Given exercise >> Write out the records below from the very start up to and including the line with "point(519, 551)", requests and all, and add -131 to every coordinate in the answers. Leave every other line as it is.

Material shown >>
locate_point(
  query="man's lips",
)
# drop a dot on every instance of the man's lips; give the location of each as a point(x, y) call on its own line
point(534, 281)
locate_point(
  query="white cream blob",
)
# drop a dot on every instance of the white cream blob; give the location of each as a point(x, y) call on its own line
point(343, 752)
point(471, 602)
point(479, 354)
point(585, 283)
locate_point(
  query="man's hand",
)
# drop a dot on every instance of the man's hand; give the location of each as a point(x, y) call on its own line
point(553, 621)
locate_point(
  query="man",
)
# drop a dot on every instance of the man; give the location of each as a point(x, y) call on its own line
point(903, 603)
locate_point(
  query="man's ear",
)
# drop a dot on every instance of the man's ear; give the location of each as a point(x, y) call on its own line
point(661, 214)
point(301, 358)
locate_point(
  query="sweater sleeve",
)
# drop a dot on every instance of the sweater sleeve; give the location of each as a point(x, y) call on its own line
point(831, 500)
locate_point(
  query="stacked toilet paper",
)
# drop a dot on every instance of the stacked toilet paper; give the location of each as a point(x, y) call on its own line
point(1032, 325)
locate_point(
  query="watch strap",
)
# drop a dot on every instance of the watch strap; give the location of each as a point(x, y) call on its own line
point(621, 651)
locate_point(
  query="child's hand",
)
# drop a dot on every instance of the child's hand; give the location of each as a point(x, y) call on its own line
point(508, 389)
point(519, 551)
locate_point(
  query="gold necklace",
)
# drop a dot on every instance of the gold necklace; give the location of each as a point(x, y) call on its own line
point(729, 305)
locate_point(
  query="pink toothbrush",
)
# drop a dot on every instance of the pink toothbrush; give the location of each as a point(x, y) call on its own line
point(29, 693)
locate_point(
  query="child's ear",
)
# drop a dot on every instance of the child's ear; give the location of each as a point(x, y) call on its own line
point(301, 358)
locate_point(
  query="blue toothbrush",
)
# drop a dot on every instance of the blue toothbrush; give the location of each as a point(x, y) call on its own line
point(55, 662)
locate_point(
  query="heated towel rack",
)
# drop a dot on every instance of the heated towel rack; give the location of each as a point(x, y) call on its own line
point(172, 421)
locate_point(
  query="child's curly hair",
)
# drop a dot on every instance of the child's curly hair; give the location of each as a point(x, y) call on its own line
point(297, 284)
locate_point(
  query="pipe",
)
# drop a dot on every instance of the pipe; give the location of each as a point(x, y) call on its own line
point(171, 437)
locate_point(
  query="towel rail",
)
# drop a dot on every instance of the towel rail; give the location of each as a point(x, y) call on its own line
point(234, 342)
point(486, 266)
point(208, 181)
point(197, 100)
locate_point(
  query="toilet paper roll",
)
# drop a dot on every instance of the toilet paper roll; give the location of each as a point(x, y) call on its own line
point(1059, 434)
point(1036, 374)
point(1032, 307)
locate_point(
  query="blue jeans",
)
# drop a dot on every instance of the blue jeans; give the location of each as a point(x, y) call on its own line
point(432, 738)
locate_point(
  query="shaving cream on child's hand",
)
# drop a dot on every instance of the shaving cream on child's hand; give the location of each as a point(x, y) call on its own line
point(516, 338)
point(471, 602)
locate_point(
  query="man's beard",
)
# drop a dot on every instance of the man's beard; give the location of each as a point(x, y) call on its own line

Response below >>
locate_point(
  query="man's lips",
)
# drop a dot on every instance of the man's lips; give the location of each as a point(x, y) call on its own line
point(403, 150)
locate_point(
  query="white cream blob",
)
# drop a dot on every instance of the white cream blob; give the location of each as a point(x, y) call on its own line
point(212, 621)
point(340, 471)
point(348, 223)
point(454, 152)
locate_point(
  query="man's hand",
)
# drop a dot on every instance of the man's hand; give the location of each as a point(x, y) call on its own line
point(422, 490)
locate_point(
  query="man",
)
# drop a dot on every instance of the man; give the location of each as a point(x, y) call on its own line
point(772, 472)
locate_point(
  query="man's ear",
)
# drop a dot on every instance of the man's ear; give the location of each as a point(x, y) call on its own line
point(530, 83)
point(170, 227)
locate_point(
  query="sweater sleeve",
)
# drop a dot on every instance of the sweater sleeve; give the location of each as a point(x, y) call on its own line
point(700, 369)
locate_point(
  query="stacked toilet paper",
)
# drop a dot on every instance of the stacked toilet paper; give the location of each as a point(x, y) call on its own line
point(901, 194)
locate_point(
  query="watch strap",
)
# drop a dot on every instance of the watch strap; give the location of each as a point(x, y) call on its own line
point(490, 520)
locate_point(
  query="child's hand",
)
# drop a dot on every instance of the child's hand; give the location of each as a point(x, y) call on its own line
point(377, 258)
point(388, 420)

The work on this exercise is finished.